• _Prompt_: What is needed is an exact repeat of the lines from the line containing "[point] every instance of the red" through the final line of the entries below, and nothing else.

• _Records supplied_:
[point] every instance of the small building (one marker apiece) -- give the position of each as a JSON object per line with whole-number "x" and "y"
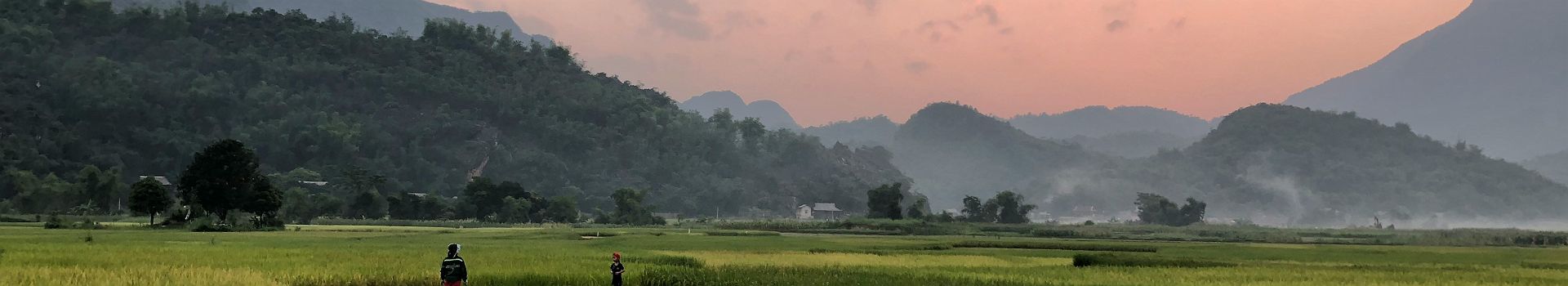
{"x": 817, "y": 211}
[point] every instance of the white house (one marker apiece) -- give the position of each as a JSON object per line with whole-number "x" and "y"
{"x": 819, "y": 209}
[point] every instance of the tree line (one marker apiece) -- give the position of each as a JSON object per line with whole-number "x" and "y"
{"x": 140, "y": 90}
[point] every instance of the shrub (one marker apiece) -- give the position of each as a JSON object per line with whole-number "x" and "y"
{"x": 1142, "y": 261}
{"x": 1053, "y": 245}
{"x": 54, "y": 222}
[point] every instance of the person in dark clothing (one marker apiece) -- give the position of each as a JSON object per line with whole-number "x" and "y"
{"x": 453, "y": 272}
{"x": 615, "y": 269}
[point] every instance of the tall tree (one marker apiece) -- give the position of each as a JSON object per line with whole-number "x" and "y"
{"x": 220, "y": 178}
{"x": 149, "y": 197}
{"x": 629, "y": 208}
{"x": 884, "y": 202}
{"x": 1012, "y": 208}
{"x": 920, "y": 208}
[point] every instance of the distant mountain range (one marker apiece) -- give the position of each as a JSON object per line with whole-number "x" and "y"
{"x": 768, "y": 112}
{"x": 875, "y": 131}
{"x": 1271, "y": 163}
{"x": 1121, "y": 131}
{"x": 1494, "y": 76}
{"x": 386, "y": 16}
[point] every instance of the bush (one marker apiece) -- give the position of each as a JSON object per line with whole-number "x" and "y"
{"x": 54, "y": 222}
{"x": 1053, "y": 245}
{"x": 1142, "y": 261}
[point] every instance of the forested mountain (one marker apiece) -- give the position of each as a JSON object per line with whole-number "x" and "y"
{"x": 1551, "y": 165}
{"x": 1321, "y": 167}
{"x": 1099, "y": 122}
{"x": 875, "y": 131}
{"x": 772, "y": 114}
{"x": 954, "y": 150}
{"x": 143, "y": 90}
{"x": 386, "y": 16}
{"x": 1271, "y": 163}
{"x": 1121, "y": 131}
{"x": 1491, "y": 76}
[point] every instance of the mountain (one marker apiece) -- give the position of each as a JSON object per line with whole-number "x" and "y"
{"x": 1491, "y": 76}
{"x": 952, "y": 150}
{"x": 1099, "y": 122}
{"x": 1121, "y": 131}
{"x": 875, "y": 131}
{"x": 143, "y": 90}
{"x": 1325, "y": 168}
{"x": 386, "y": 16}
{"x": 768, "y": 112}
{"x": 1551, "y": 165}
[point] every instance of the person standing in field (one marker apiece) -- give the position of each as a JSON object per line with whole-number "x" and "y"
{"x": 615, "y": 269}
{"x": 453, "y": 272}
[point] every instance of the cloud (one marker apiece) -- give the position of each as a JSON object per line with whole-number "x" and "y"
{"x": 741, "y": 20}
{"x": 1116, "y": 25}
{"x": 916, "y": 66}
{"x": 532, "y": 24}
{"x": 988, "y": 13}
{"x": 869, "y": 5}
{"x": 678, "y": 18}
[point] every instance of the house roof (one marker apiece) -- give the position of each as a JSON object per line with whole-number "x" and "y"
{"x": 826, "y": 208}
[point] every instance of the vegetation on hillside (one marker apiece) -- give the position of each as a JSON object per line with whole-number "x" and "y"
{"x": 141, "y": 90}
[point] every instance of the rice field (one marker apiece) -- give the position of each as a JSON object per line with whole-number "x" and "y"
{"x": 410, "y": 255}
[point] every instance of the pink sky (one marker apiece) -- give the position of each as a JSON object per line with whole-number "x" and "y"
{"x": 828, "y": 60}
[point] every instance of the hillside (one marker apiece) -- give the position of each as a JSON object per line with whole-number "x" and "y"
{"x": 1491, "y": 76}
{"x": 952, "y": 150}
{"x": 1551, "y": 165}
{"x": 772, "y": 114}
{"x": 143, "y": 90}
{"x": 1120, "y": 131}
{"x": 875, "y": 131}
{"x": 386, "y": 16}
{"x": 1325, "y": 168}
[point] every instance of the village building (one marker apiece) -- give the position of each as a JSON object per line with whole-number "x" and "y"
{"x": 826, "y": 211}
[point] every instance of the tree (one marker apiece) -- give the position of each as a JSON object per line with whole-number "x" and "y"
{"x": 884, "y": 202}
{"x": 1159, "y": 211}
{"x": 1010, "y": 208}
{"x": 920, "y": 208}
{"x": 265, "y": 200}
{"x": 976, "y": 211}
{"x": 99, "y": 189}
{"x": 629, "y": 209}
{"x": 368, "y": 204}
{"x": 149, "y": 197}
{"x": 220, "y": 178}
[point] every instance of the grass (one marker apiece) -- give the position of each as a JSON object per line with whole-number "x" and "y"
{"x": 405, "y": 255}
{"x": 1053, "y": 245}
{"x": 1142, "y": 261}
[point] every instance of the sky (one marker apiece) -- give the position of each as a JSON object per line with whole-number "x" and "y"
{"x": 830, "y": 60}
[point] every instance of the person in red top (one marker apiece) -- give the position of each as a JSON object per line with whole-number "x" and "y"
{"x": 453, "y": 272}
{"x": 615, "y": 269}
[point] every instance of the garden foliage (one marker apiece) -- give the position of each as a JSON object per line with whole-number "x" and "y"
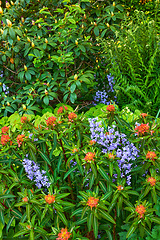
{"x": 64, "y": 176}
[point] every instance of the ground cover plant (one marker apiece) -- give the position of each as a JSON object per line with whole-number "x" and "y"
{"x": 79, "y": 127}
{"x": 63, "y": 177}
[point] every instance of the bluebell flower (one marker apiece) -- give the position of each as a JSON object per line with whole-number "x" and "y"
{"x": 34, "y": 173}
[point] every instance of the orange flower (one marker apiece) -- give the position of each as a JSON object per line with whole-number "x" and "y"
{"x": 89, "y": 157}
{"x": 24, "y": 119}
{"x": 50, "y": 198}
{"x": 92, "y": 142}
{"x": 61, "y": 109}
{"x": 111, "y": 108}
{"x": 111, "y": 156}
{"x": 143, "y": 128}
{"x": 20, "y": 139}
{"x": 120, "y": 188}
{"x": 4, "y": 129}
{"x": 151, "y": 155}
{"x": 25, "y": 199}
{"x": 143, "y": 115}
{"x": 64, "y": 234}
{"x": 152, "y": 181}
{"x": 51, "y": 121}
{"x": 5, "y": 139}
{"x": 140, "y": 209}
{"x": 71, "y": 116}
{"x": 92, "y": 202}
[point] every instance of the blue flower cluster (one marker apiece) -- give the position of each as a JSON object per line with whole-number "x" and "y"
{"x": 34, "y": 173}
{"x": 111, "y": 140}
{"x": 4, "y": 87}
{"x": 103, "y": 96}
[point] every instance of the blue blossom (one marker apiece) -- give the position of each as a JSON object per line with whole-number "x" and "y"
{"x": 125, "y": 151}
{"x": 34, "y": 173}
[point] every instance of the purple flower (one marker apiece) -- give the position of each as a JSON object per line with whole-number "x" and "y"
{"x": 34, "y": 173}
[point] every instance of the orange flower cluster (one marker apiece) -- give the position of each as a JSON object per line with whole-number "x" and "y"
{"x": 92, "y": 142}
{"x": 20, "y": 139}
{"x": 140, "y": 209}
{"x": 92, "y": 202}
{"x": 5, "y": 139}
{"x": 143, "y": 115}
{"x": 89, "y": 157}
{"x": 111, "y": 108}
{"x": 71, "y": 116}
{"x": 25, "y": 199}
{"x": 120, "y": 188}
{"x": 151, "y": 155}
{"x": 24, "y": 119}
{"x": 50, "y": 198}
{"x": 5, "y": 129}
{"x": 64, "y": 234}
{"x": 142, "y": 129}
{"x": 152, "y": 181}
{"x": 51, "y": 121}
{"x": 61, "y": 109}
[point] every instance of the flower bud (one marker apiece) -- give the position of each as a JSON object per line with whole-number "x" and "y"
{"x": 32, "y": 44}
{"x": 25, "y": 67}
{"x": 75, "y": 77}
{"x": 12, "y": 60}
{"x": 1, "y": 11}
{"x": 28, "y": 39}
{"x": 7, "y": 5}
{"x": 9, "y": 23}
{"x": 24, "y": 107}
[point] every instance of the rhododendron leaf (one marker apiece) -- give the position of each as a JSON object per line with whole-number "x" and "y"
{"x": 106, "y": 216}
{"x": 63, "y": 218}
{"x": 131, "y": 230}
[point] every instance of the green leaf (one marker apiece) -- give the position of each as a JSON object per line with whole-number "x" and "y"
{"x": 82, "y": 48}
{"x": 9, "y": 223}
{"x": 106, "y": 216}
{"x": 96, "y": 31}
{"x": 44, "y": 157}
{"x": 12, "y": 33}
{"x": 131, "y": 230}
{"x": 46, "y": 100}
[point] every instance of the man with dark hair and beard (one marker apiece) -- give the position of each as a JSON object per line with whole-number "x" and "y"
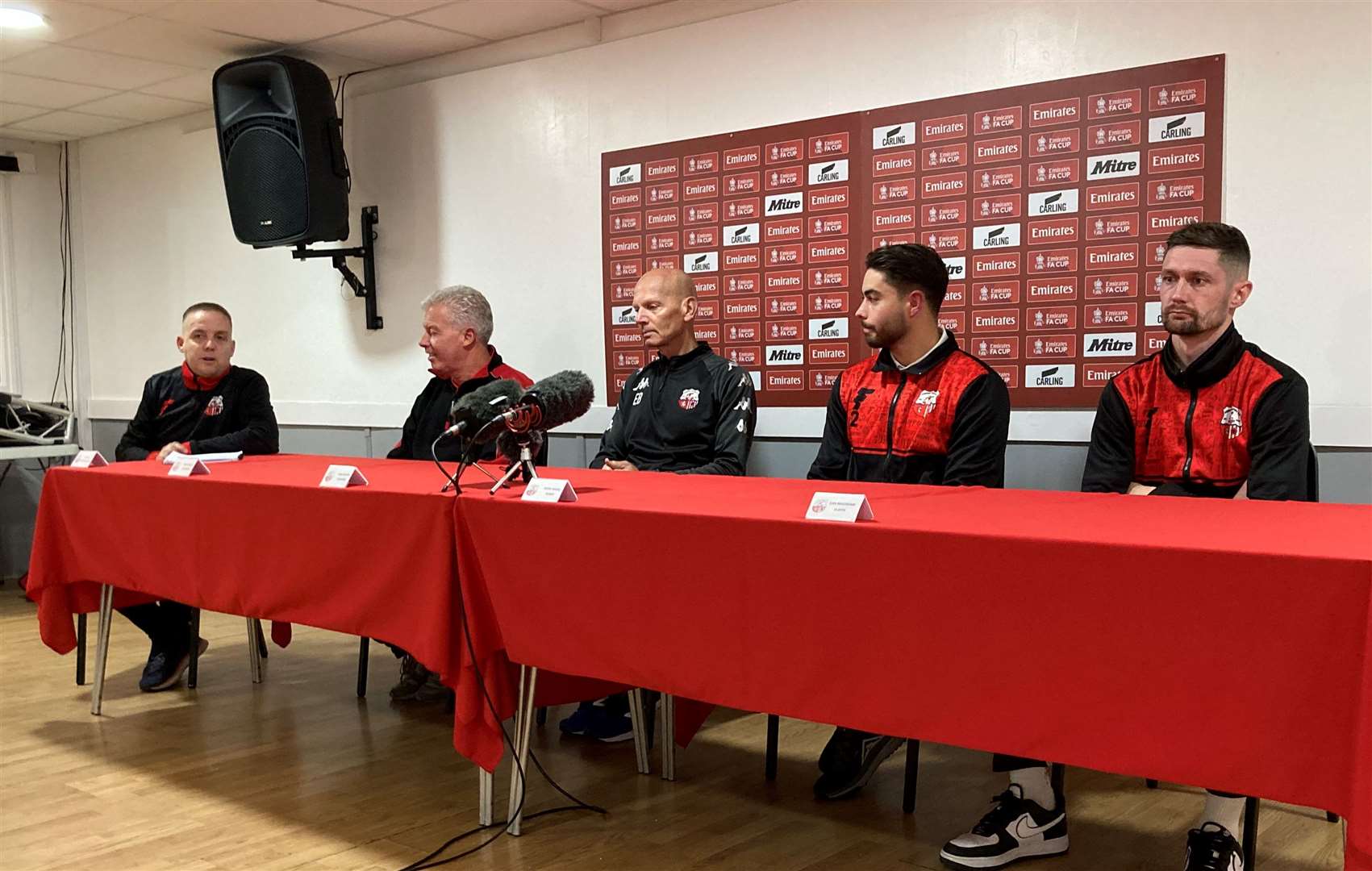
{"x": 1207, "y": 416}
{"x": 921, "y": 412}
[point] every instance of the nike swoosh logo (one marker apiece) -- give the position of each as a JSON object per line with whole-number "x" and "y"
{"x": 1025, "y": 829}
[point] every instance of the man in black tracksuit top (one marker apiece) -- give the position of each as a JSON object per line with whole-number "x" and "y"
{"x": 920, "y": 412}
{"x": 689, "y": 410}
{"x": 203, "y": 406}
{"x": 1207, "y": 416}
{"x": 457, "y": 340}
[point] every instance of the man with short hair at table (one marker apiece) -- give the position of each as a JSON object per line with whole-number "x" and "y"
{"x": 203, "y": 406}
{"x": 920, "y": 412}
{"x": 1207, "y": 416}
{"x": 689, "y": 410}
{"x": 457, "y": 340}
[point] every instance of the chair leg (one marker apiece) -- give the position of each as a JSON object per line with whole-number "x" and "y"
{"x": 911, "y": 775}
{"x": 1250, "y": 833}
{"x": 773, "y": 726}
{"x": 254, "y": 652}
{"x": 194, "y": 673}
{"x": 81, "y": 649}
{"x": 364, "y": 646}
{"x": 102, "y": 648}
{"x": 636, "y": 718}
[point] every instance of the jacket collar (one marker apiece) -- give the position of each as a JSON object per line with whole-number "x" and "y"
{"x": 1217, "y": 361}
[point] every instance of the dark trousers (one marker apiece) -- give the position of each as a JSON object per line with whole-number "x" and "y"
{"x": 166, "y": 623}
{"x": 1010, "y": 763}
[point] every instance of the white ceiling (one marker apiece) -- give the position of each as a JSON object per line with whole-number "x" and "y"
{"x": 105, "y": 65}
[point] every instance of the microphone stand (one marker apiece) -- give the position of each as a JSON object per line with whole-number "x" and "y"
{"x": 524, "y": 463}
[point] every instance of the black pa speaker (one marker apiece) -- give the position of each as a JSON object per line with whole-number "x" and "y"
{"x": 281, "y": 150}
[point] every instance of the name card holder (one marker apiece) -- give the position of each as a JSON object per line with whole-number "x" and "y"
{"x": 840, "y": 508}
{"x": 88, "y": 460}
{"x": 549, "y": 490}
{"x": 186, "y": 468}
{"x": 342, "y": 477}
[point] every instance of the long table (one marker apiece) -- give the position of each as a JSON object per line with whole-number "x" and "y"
{"x": 1215, "y": 644}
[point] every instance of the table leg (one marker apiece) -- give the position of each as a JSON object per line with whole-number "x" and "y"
{"x": 523, "y": 726}
{"x": 669, "y": 736}
{"x": 102, "y": 646}
{"x": 636, "y": 716}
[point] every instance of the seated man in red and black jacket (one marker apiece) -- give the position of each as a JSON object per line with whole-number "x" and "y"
{"x": 203, "y": 406}
{"x": 1207, "y": 416}
{"x": 457, "y": 340}
{"x": 920, "y": 412}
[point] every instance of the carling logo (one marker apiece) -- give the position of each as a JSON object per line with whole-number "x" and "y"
{"x": 702, "y": 262}
{"x": 1170, "y": 128}
{"x": 995, "y": 236}
{"x": 829, "y": 172}
{"x": 1062, "y": 375}
{"x": 630, "y": 173}
{"x": 890, "y": 136}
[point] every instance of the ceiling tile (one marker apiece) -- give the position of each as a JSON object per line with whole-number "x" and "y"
{"x": 331, "y": 64}
{"x": 194, "y": 87}
{"x": 136, "y": 7}
{"x": 619, "y": 6}
{"x": 391, "y": 7}
{"x": 65, "y": 18}
{"x": 397, "y": 41}
{"x": 31, "y": 136}
{"x": 47, "y": 92}
{"x": 140, "y": 107}
{"x": 13, "y": 111}
{"x": 297, "y": 21}
{"x": 88, "y": 68}
{"x": 73, "y": 123}
{"x": 497, "y": 19}
{"x": 169, "y": 41}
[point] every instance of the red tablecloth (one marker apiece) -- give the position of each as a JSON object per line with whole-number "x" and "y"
{"x": 260, "y": 538}
{"x": 1216, "y": 644}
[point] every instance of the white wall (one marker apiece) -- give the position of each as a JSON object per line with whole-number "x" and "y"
{"x": 31, "y": 313}
{"x": 491, "y": 178}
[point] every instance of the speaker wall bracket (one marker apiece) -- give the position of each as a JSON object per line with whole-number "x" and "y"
{"x": 367, "y": 285}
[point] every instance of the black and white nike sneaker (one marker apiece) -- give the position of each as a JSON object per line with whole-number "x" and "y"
{"x": 1211, "y": 848}
{"x": 849, "y": 761}
{"x": 1014, "y": 829}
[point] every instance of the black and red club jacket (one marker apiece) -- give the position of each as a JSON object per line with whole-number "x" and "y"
{"x": 943, "y": 420}
{"x": 1231, "y": 417}
{"x": 229, "y": 413}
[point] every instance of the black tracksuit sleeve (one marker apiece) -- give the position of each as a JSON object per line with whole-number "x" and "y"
{"x": 260, "y": 436}
{"x": 1110, "y": 456}
{"x": 405, "y": 450}
{"x": 139, "y": 438}
{"x": 734, "y": 430}
{"x": 835, "y": 449}
{"x": 1279, "y": 449}
{"x": 980, "y": 430}
{"x": 614, "y": 444}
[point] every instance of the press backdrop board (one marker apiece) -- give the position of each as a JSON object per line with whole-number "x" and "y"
{"x": 1049, "y": 202}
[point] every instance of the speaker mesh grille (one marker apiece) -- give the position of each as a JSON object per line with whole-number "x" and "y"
{"x": 266, "y": 184}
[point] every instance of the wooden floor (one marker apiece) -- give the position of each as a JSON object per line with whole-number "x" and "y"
{"x": 298, "y": 773}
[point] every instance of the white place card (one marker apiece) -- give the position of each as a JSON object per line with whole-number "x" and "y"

• _Solved exercise_:
[point] every instance of the red tablecloth (one marker apiece) -- give the position of each as a JSON object per line with whole-number "x" and "y"
{"x": 260, "y": 538}
{"x": 1216, "y": 644}
[point] every instance of the white wall (one marker apiece) -- give the position of each as a JSON object per line with whole-number "x" and "y"
{"x": 31, "y": 313}
{"x": 491, "y": 178}
[point] every instance of the speaker wall bracket (one marker apiece) -- give the position of each as a JSON object per line with whole-number "x" and "y"
{"x": 367, "y": 285}
[point] every instance of the black and white nike sneaker (one marker apiece) -- give the position of each as a JSON object per line with whole-number "x" and "y"
{"x": 1211, "y": 848}
{"x": 849, "y": 761}
{"x": 1014, "y": 829}
[point] every instance of the black and red club jacket (one marker apiece) -- give the position of each as a JSON object per line with whole-number "x" and "y"
{"x": 943, "y": 420}
{"x": 1231, "y": 417}
{"x": 229, "y": 413}
[point] every instance of the black tracksuit sleeve (one marker apiece) -- give the position of each as a JSON object per line with whole-number "x" and "y"
{"x": 260, "y": 436}
{"x": 1110, "y": 456}
{"x": 405, "y": 450}
{"x": 139, "y": 438}
{"x": 734, "y": 430}
{"x": 835, "y": 449}
{"x": 1279, "y": 449}
{"x": 980, "y": 430}
{"x": 614, "y": 444}
[point] every instance of the press backdrop board (one marker apiece) -- give the position of each as a JSON object per line with whole-number "x" and "y"
{"x": 1049, "y": 202}
[point] every instance of the speaker mesh grille (one marker apiece) -- give the position of each as a JSON object per line with whole-number "x" and "y"
{"x": 266, "y": 184}
[point] every instance of the wooden floor (one marker apiece) -- give the position of each as a JSON object per line with whole-number "x" and "y"
{"x": 298, "y": 773}
[point] every instance of the white place card (one marker apiece) -- give the position of each as a JSON object per line with whole-number "x" and "y"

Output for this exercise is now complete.